**Problem to solve**
Set down the material exactly, keeping every line whole.
Extracted material: Begin
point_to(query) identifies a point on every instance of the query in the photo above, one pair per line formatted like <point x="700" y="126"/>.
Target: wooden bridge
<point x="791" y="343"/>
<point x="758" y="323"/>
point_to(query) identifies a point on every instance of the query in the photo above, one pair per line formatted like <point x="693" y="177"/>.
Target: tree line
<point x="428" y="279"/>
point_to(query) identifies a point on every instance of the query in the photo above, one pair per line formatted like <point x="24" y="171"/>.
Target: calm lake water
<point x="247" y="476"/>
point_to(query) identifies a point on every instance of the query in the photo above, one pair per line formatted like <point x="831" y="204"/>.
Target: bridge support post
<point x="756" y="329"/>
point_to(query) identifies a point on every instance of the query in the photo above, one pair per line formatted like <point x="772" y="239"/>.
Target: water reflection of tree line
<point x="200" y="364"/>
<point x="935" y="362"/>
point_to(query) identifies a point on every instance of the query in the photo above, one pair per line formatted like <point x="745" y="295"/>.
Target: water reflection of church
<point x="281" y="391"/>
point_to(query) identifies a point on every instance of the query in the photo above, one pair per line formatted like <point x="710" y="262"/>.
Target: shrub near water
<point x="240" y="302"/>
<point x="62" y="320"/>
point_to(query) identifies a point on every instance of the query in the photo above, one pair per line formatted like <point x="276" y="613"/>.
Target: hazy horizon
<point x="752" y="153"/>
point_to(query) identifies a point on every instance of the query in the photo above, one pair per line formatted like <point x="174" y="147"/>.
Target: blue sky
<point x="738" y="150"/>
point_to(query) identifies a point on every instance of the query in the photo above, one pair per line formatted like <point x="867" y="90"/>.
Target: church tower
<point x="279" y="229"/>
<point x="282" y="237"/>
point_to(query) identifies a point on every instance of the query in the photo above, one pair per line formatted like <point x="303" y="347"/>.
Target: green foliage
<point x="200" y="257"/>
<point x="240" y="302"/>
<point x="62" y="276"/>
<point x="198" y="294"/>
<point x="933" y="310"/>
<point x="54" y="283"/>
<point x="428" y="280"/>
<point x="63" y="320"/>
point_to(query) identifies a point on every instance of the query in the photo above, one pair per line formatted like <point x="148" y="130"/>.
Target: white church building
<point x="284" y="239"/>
Extracted material: End
**Exercise result**
point_to(query) identifies a point on every instance of the query in the photo above, one pair per line formatted like <point x="700" y="126"/>.
Target: wooden bridge
<point x="791" y="343"/>
<point x="758" y="323"/>
point_to(query) identifies a point on every instance of the query in the photo above, one pair per line formatted like <point x="693" y="177"/>.
Target: tree line
<point x="428" y="279"/>
point_to(query) identifies a point on every instance of the query in the photo above, one pair per line formatted like <point x="24" y="171"/>.
Target: calm lake water
<point x="247" y="476"/>
point_to(query) identifies a point on every instance of the query in the photo above, one pair per line formatted like <point x="831" y="204"/>.
Target: bridge support post
<point x="756" y="329"/>
point_to(query) identifies a point on every instance of the query in the photo above, one pair per line formatted like <point x="772" y="239"/>.
Target: water reflection of tree line
<point x="200" y="364"/>
<point x="935" y="362"/>
point_to(query) identifies a point on every instance of the query in the photo above, one pair per line formatted like <point x="745" y="295"/>.
Target: water reflection of church
<point x="281" y="391"/>
point_to(query) identifies a point on every instance of the query in the photo above, one pair per line formatted like <point x="710" y="262"/>.
Target: shrub near water
<point x="240" y="302"/>
<point x="62" y="320"/>
point_to(query) identifies a point on every instance of the query in the photo above, one pair per line formatted like <point x="276" y="613"/>.
Target: hazy horizon
<point x="752" y="153"/>
point_to(query) identifies a point on every instance of the query in the photo above, one pair per line formatted like <point x="174" y="147"/>.
Target: blue sky
<point x="738" y="150"/>
point_to(query) identifies a point on every instance of the query in the photo above, one pair per line formatted like <point x="867" y="90"/>.
Target: church tower
<point x="279" y="229"/>
<point x="282" y="237"/>
point_to(query) identifies a point on every instance of the query in the photo above, one pair per line formatted like <point x="303" y="347"/>.
Target: green foliage
<point x="200" y="257"/>
<point x="240" y="302"/>
<point x="62" y="276"/>
<point x="198" y="294"/>
<point x="933" y="310"/>
<point x="54" y="283"/>
<point x="428" y="280"/>
<point x="63" y="320"/>
point_to(query) identifies a point on every instance of the query in the photo above, one pair per line formatted like <point x="148" y="130"/>.
Target: white church building
<point x="284" y="239"/>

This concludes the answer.